- 1 Marion Lamé, « Techniques de l’épigraphiste : l’estampage papier », http://hypotheses.org/14156 (co (...)
Un estampage (fig. 1) est un fac-similé confectionné avec un papier vergé sans colle qui reproduit à l’échelle 1:1 la surface gravée en creux d’une pierre porteuse d’une image, d’un texte ou de motifs décoratifs1. Depuis les débuts de l’étude scientifique des inscriptions antiques et médiévales, les épigraphistes ont eu recours à ce procédé pour se constituer une documentation consultable au bureau et à distance, qui soit à la fois commodément accessible, légère et maniable, avantages qui rendent ces substituts souvent préférables à l’original pour l’établissement et l’étude des textes gravés.
Les estampages sont donc utilisés pour le déchiffrement de l’inscription à fin d’en établir le texte ; mais ces documents de travail sont aussi, à un double titre, des archives scientifiques. Réalisé au moment de la découverte ou de la mise au jour d’une inscription, l’estampage enregistre, en le figeant matériellement, un état de conservation de la gravure des lettres sur la surface inscrite d’un original, qui reste pour sa part exposé à des risques de dégradation ou de disparition. Mais l’estampage est aussi souvent porteur d’indices et de traces du travail intellectuel (Jacob 2011 ; Waquet 2015), sous la forme de notations manuscrites laissées par les savants, qui ont utilisé au fil du temps le même fac-similé papier afin d’établir, de vérifier ou d’amender les éditions successives de l’inscription.
- 2 www.efa.gr.
- 3 www.hisoma.mom.fr.
Le programme E-STAMPAGES réunit dans une publication numérique deux des plus riches collections d’estampages d’inscriptions grecques, celle de l’École française d’Athènes2 et celle du laboratoire HiSoMA, « Histoire et sources des mondes antiques »3, liées par une même histoire institutionnelle. En s’appuyant sur une numérisation en mode image et sur une structuration de l’information adéquate, le programme conjoint deux objectifs : un archivage à long terme des estampages sous une forme dématérialisée et la mise à disposition en libre accès sur internet d’un ensemble d’environ 12 000 documents, actuellement uniquement accessibles à qui se déplace à Lyon ou à Athènes pour les consulter.
La création des représentations numériques des estampages
- 4 En Inde, en Asie du Sud-Est et en Extrême-Orient, les estampages d’inscriptions sont réalisés selon (...)
- 5 Digital Epigraphy and Archaeology Project - Digital Worlds Institute - Department of Classics - Uni (...)

──────

OBJECTIF A
Recopiez fidèlement, dans le texte sur les estampages, tout ce qui s'étend de « Les estampages sont » jusqu'à « successives de l’inscription. » inclus.

──────

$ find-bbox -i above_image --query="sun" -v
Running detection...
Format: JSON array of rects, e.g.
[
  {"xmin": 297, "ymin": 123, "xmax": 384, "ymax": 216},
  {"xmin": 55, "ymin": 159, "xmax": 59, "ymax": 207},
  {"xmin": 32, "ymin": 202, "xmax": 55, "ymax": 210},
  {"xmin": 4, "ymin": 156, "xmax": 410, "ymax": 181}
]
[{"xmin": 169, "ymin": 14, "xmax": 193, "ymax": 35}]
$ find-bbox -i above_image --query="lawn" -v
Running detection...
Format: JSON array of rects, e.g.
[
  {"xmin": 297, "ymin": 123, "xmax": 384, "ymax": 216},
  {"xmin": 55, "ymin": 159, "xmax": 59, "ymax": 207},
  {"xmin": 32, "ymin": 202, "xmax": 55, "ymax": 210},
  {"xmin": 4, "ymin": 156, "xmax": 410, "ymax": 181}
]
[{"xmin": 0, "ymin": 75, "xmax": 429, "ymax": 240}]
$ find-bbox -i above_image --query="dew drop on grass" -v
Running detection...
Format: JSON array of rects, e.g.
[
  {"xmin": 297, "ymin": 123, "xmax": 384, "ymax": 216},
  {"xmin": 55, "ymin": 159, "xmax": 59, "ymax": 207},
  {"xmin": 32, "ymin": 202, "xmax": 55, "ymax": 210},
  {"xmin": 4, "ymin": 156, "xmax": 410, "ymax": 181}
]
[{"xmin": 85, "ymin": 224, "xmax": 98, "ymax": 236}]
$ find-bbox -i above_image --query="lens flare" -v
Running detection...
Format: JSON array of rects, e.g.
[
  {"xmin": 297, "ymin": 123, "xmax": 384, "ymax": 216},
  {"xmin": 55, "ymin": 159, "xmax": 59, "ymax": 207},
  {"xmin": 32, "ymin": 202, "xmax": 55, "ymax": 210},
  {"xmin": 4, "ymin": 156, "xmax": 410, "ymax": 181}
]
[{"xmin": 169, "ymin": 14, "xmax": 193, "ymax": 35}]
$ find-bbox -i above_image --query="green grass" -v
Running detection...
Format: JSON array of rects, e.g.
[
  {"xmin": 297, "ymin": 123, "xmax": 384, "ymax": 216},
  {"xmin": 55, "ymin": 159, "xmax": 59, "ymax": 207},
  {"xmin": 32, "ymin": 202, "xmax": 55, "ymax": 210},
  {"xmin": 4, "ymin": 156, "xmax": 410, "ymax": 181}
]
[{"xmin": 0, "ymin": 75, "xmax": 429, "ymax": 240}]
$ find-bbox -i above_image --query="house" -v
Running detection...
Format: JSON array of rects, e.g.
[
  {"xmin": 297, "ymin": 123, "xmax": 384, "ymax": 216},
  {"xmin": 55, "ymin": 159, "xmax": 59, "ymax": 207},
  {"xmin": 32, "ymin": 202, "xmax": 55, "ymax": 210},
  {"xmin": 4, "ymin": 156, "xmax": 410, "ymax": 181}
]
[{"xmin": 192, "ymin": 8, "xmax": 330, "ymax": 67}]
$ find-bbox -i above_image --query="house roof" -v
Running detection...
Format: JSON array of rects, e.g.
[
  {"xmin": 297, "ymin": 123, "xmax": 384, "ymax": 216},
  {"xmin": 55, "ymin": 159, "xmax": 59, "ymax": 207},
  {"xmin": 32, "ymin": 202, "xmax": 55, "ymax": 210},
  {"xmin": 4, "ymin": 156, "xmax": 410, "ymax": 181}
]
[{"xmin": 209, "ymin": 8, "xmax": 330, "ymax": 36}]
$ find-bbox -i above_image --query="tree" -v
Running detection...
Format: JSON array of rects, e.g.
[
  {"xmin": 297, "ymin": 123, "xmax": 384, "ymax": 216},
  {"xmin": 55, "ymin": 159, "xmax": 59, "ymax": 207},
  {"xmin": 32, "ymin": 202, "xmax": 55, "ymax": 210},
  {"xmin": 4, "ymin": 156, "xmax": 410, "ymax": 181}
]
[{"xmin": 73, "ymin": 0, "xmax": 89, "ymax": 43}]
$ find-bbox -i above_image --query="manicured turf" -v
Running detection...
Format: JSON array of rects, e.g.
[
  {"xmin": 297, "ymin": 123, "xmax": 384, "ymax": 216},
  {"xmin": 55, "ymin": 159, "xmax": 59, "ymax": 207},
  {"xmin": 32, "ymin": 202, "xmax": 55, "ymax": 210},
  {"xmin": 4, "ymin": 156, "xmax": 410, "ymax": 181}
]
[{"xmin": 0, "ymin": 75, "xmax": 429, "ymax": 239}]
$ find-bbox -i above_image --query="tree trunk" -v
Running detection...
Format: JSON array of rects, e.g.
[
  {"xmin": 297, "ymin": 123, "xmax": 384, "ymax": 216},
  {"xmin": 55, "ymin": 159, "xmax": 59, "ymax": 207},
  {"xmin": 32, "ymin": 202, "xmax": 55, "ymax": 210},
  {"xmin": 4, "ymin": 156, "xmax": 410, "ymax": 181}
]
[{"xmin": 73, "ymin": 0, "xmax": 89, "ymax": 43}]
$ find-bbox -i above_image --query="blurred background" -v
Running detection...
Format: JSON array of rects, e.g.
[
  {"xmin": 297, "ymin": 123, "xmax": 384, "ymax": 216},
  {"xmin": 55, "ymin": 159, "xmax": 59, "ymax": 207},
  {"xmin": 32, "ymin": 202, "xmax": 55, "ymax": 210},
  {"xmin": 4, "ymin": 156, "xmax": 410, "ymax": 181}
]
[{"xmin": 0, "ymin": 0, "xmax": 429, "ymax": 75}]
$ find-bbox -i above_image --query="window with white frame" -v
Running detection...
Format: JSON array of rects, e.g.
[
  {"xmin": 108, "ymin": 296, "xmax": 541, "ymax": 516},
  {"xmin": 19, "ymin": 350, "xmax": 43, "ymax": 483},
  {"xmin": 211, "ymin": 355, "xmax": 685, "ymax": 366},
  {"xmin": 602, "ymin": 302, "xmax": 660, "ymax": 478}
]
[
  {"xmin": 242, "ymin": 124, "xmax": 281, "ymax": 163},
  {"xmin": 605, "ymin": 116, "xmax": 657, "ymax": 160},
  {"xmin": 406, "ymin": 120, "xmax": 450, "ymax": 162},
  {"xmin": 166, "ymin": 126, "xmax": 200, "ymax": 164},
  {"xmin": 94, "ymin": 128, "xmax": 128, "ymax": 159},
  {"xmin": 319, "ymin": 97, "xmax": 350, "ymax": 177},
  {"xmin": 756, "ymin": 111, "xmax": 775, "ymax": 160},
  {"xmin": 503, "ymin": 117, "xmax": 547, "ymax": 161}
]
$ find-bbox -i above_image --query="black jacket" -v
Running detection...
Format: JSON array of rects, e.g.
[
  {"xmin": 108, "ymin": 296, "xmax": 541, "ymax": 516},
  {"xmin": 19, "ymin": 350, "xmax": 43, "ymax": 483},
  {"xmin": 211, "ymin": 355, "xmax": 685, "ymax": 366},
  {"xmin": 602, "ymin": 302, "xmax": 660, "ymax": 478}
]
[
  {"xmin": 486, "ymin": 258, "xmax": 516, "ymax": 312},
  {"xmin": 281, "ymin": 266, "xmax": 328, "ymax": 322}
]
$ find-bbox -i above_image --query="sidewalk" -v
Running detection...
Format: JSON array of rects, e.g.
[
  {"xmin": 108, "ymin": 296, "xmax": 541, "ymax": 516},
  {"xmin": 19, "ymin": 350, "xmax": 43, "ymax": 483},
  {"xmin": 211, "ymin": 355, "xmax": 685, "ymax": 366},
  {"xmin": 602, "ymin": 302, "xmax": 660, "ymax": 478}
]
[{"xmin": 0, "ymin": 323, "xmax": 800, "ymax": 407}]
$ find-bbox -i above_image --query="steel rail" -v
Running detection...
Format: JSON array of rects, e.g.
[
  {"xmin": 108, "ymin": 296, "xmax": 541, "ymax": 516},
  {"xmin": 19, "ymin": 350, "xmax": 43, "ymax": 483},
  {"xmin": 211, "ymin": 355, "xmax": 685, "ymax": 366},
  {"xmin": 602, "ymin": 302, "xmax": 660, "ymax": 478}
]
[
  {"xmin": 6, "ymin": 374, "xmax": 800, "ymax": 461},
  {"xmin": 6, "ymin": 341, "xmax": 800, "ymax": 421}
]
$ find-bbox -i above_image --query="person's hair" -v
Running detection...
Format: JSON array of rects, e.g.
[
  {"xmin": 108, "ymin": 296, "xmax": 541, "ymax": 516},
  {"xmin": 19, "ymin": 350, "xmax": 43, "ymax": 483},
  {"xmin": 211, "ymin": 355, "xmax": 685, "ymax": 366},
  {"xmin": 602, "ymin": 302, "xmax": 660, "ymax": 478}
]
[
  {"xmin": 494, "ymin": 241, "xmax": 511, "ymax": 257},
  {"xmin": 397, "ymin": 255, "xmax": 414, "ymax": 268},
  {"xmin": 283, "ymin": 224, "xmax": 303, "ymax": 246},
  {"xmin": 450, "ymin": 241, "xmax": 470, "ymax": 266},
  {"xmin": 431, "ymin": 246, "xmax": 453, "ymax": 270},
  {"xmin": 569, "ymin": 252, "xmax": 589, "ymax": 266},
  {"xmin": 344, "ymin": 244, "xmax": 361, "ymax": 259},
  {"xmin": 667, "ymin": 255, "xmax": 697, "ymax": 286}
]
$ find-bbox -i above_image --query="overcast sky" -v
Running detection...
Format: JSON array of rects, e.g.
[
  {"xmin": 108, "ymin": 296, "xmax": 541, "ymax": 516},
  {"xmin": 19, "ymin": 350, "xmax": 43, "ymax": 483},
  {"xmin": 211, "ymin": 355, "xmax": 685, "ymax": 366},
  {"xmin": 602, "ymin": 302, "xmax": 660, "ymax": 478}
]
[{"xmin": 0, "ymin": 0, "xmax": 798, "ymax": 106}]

──────

OBJECTIF B
Combien de lignes des enregistrements contiennent la chaîne « grass » ? Donnez ce nombre seul.

RÉSULTAT ATTENDU A
Les estampages sont donc utilisés pour le déchiffrement de l’inscription à fin d’en établir le texte ; mais ces documents de travail sont aussi, à un double titre, des archives scientifiques. Réalisé au moment de la découverte ou de la mise au jour d’une inscription, l’estampage enregistre, en le figeant matériellement, un état de conservation de la gravure des lettres sur la surface inscrite d’un original, qui reste pour sa part exposé à des risques de dégradation ou de disparition. Mais l’estampage est aussi souvent porteur d’indices et de traces du travail intellectuel (Jacob 2011 ; Waquet 2015), sous la forme de notations manuscrites laissées par les savants, qui ont utilisé au fil du temps le même fac-similé papier afin d’établir, de vérifier ou d’amender les éditions successives de l’inscription.

RÉSULTAT ATTENDU B
2